Exercise goal: According to the news excerpt on late evidence in Mahoning County cases, who was the Mahoning County prosecutor when the 2021 evidence dispute in the Lavontae Knight cases arose?

Document text:
┌────────

Law enforcement agencies must sign a checklist regarding all types of evidence that need to be provided before the prosecutor’s office will accept the materials, the filing adds.

As to Shultz’s suggestion that charges should be dismissed against Nicholson because of the late evidence in his case, Maro and Dinsio cited case law regarding turning over evidence late to the defense.

The filing cited a 2013 Ohio Supreme Court ruling that found a judge abused her discretion by dismissing charges against a defendant after the judge found that prosecutors unintentionally failed to turn over pertinent evidence.

The Supreme Court noted that the defendant in the 2013 case was free on bond and referenced a 1987 Supreme Court ruling stating that a judge should “inquire into the circumstances surrounding the violation, and it must impose the least severe sanction that is consistent with the purpose of the rules” surrounding evidence.

The Maro-Dinsio response stated that “Accordingly, a continuance of the trial in (the Nicholson) matter, rather than a more severe sanction, is appropriate.” It added that the failure to turn over all the evidence was “certainly not willful,” adding that prosecutors “supplemented” the evidence it turned over to Shultz “at least twice prior to the discovery” of the additional evidence.

It states that Maro has “taken affirmative measures to prevent a recurrence of (evidentiary) violations of this nature” and noted that Nicholson is free on bond rather than locked up while waiting for his trial.

PREVIOUS EVIDENTIARY DISPUTE

Issues related to late evidence erupted in Mahoning County in 2021 in the aggravated murder cases involving defendant Lavontae Knight after attorney Dave Betras complained about late evidence being turned over, prompting Mahoning County Common Pleas Court Judge John Durkin to postpone Knight’s trial and dismiss then-Assistant Mahoning County Prosecutor Dawn Cantalamessa from the case.

The Mahoning County prosecutor at that time was Paul Gains.

“To leave this conduct unchecked would undermine the integrity of our system of justice,” the judge said of Cantalamessa’s actions. “Achieving fair outcomes is perhaps the single most important function of criminal proceedings.”

Knight was later convicted in both murder cases involving 2018 homicides. He was sentenced to 58 years to life in one of the cases.

But the appeal in the case is currently before the Ohio Supreme Court for it to decide whether Durkin made the right decision in postponing the trial and removing Cantalamessa from the case or whether he should have done more to sanction the Mahoning County Prosecutor’s Office.

Oral arguments in the matter were heard in December with defense attorney Rhys Cartwright-Jones suggesting to the state’s top court that a better sanction might have been dismissal of the charges against Knight or the jury in the case being told that “DNA evidence had been withheld by the State and hidden for three years.”

STATEHOUSE NEWS INVESTIGATION

An organization called the Statehouse News Bureau, which is funded through the Broadcast Educational Media Commission and managed by Ideastream Public Media, published an investigative story in December 2023 focused on evidentiary issues in the criminal justice system in Ohio, especially Cuyahoga County.

└────────

Data section:
┌────────

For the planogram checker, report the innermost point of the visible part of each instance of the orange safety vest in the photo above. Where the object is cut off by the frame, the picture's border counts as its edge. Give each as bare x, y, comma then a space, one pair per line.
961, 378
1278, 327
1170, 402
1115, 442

└────────

Answer to this task: Paul Gains